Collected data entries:
_ _ _ _ _
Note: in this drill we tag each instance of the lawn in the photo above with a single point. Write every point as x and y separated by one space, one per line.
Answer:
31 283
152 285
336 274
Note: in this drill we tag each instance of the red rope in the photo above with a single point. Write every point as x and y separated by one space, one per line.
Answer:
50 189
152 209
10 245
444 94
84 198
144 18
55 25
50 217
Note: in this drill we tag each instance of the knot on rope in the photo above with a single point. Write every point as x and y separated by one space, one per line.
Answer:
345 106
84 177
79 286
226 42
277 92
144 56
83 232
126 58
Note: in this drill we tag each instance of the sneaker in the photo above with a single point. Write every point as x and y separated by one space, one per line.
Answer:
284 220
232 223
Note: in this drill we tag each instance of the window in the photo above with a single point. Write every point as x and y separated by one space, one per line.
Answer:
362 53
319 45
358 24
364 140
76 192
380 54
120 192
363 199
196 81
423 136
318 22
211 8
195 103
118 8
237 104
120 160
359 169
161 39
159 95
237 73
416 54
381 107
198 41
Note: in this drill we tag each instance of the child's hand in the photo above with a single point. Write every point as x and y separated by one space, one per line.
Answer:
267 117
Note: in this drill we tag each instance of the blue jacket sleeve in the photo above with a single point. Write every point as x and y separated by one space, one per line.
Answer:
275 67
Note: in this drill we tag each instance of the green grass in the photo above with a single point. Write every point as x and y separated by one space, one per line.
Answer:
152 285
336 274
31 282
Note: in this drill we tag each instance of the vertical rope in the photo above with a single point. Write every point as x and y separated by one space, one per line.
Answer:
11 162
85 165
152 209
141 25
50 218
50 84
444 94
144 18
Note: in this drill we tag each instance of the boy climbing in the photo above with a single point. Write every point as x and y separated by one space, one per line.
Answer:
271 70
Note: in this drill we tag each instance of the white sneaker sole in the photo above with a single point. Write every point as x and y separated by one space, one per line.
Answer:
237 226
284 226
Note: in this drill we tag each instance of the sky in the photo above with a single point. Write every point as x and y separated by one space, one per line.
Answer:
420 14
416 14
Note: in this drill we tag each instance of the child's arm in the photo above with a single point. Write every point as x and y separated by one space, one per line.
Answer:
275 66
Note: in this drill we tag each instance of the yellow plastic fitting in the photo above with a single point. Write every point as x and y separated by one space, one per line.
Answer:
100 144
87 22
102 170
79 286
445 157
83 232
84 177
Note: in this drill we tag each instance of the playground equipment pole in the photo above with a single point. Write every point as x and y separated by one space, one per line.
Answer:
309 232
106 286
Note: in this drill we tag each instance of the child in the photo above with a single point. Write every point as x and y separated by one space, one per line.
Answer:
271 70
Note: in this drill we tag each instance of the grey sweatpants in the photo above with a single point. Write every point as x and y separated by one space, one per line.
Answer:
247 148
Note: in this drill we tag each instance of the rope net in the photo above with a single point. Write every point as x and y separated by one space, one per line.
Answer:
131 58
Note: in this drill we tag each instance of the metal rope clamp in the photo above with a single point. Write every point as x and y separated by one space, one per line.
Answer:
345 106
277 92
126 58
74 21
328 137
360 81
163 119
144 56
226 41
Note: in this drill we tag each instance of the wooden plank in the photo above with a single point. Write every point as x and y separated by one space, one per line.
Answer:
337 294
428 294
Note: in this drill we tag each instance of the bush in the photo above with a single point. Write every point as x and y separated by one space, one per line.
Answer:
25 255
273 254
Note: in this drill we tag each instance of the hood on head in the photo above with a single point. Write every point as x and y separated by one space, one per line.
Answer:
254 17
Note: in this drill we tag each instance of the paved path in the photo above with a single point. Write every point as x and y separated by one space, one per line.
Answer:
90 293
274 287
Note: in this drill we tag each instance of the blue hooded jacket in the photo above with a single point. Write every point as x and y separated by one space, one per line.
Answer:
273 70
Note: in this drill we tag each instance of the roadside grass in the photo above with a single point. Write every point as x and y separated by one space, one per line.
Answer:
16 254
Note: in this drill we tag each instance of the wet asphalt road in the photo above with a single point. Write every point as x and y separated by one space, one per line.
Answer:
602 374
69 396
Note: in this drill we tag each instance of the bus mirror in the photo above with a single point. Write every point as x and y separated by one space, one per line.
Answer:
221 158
_ _ _ _ _
● **WHAT IS REQUIRED**: Please quote exactly the lines from the one containing "Note: in this drill we tag each instance of the paved" through the last line of the records above, both included, and nothing else.

● **SOLVED PROBLEM**:
Note: in this drill we tag each instance of the paved path in the photo above with a single point. Write every point as x and y separated by one space, one per line.
Answer:
90 293
274 287
Note: in this drill we tag each instance of the blue hooded jacket in the photo above with a single point. Write every point as x and y separated by one space, one per line.
Answer:
273 70
Note: in this drill we tag each instance of the roadside grass in the photo above with a single point. Write every point as x and y separated by one space, one per line.
Answer:
16 254
Note: in this drill we tag each instance of the wet asphalt road in the photo above with a single point. Write every point as x and y separated by one space, one per line.
Answer:
602 374
69 396
Note: in this drill we tag each instance of the bus mirror in the photo above with a single point. Write every point as x and y separated by one space, one per line.
Answer:
221 158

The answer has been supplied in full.